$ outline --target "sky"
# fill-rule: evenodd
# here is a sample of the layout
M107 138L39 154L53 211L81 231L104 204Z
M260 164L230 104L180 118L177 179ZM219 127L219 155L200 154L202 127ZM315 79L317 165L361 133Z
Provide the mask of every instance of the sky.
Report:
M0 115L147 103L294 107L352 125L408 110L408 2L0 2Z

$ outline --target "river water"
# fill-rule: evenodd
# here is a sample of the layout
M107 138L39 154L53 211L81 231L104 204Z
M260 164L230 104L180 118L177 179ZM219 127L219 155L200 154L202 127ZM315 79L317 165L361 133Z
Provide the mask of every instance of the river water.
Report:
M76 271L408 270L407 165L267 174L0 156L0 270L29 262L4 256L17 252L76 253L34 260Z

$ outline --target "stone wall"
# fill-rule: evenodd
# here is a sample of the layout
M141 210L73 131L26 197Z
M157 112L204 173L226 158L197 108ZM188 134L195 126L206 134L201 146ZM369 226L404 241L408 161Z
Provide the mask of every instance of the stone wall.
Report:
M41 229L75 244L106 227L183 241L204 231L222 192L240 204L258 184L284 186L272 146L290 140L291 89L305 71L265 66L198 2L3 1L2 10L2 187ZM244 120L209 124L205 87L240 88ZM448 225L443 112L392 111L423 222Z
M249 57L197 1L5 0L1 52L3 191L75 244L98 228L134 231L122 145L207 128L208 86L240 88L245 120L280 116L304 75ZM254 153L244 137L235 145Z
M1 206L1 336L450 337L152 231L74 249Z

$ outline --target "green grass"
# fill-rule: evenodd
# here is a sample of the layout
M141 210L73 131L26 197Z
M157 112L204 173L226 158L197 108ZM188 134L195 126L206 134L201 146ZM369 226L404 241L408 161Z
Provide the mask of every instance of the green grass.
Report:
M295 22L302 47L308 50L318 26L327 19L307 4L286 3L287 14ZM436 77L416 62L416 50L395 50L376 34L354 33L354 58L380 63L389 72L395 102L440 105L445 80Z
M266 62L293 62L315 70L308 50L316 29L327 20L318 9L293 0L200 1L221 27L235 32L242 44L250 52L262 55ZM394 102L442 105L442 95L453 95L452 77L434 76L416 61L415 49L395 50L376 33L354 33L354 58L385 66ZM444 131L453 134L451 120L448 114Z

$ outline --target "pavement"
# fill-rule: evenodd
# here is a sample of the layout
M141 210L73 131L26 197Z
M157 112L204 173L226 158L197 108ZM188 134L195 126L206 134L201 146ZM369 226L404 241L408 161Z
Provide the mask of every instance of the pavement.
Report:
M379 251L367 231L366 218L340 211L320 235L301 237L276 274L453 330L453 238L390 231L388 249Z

· · · ·

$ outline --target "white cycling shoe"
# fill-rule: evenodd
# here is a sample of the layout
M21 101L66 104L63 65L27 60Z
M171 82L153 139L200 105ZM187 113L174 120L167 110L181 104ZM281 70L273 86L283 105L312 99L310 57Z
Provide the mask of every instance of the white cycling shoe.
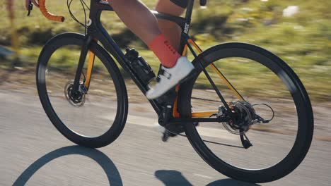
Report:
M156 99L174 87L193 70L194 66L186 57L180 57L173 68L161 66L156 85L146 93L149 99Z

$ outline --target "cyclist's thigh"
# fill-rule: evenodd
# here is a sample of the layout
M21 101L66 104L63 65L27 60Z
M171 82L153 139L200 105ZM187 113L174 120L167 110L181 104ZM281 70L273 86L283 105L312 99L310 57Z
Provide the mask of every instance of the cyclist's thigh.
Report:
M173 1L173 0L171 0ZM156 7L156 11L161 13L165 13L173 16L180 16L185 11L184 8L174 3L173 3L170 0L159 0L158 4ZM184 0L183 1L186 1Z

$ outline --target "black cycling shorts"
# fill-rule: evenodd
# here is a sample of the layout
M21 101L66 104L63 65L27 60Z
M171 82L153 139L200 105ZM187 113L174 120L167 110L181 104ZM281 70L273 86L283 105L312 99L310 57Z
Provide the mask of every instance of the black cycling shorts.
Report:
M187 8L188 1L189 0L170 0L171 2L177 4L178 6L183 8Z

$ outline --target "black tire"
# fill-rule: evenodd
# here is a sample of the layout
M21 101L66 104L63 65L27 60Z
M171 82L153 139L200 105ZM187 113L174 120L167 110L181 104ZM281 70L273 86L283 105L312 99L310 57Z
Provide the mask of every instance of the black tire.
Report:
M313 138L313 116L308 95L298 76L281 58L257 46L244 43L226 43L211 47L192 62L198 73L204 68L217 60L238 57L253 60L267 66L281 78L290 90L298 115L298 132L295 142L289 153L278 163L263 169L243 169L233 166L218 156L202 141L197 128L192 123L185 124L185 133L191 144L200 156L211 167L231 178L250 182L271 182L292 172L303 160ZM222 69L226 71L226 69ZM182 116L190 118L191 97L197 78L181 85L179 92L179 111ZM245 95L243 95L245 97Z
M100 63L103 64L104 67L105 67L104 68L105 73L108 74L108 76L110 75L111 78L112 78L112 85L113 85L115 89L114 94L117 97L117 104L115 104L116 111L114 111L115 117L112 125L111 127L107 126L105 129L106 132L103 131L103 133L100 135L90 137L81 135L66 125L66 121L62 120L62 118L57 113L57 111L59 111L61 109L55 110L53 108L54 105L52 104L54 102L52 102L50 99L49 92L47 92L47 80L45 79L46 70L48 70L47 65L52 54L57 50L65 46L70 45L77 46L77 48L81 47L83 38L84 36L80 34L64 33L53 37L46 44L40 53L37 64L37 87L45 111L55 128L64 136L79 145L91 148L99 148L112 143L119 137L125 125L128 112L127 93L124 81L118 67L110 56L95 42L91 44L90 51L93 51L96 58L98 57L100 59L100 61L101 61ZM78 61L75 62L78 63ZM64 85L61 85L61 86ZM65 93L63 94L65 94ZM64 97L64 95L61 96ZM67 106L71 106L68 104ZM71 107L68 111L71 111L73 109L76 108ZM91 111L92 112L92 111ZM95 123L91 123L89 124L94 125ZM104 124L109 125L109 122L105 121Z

· · · ·

| What you need to do |
Locate each line in the records that contains the string "Provide" with the same capitalization, and copy those lines in full.

| Answer in full |
Provide the mask of every instance of the sky.
Provide the mask of every instance of the river water.
Provide the mask of every instance of the stone wall.
Provide the mask of every instance of the green grass.
Provide the mask of every instance of the pavement.
Provide the mask of every instance of the white cycling shoe.
Provide the mask of every instance of the cyclist's thigh.
Provide the mask of every instance of the black cycling shorts.
Provide the mask of every instance of the black tire.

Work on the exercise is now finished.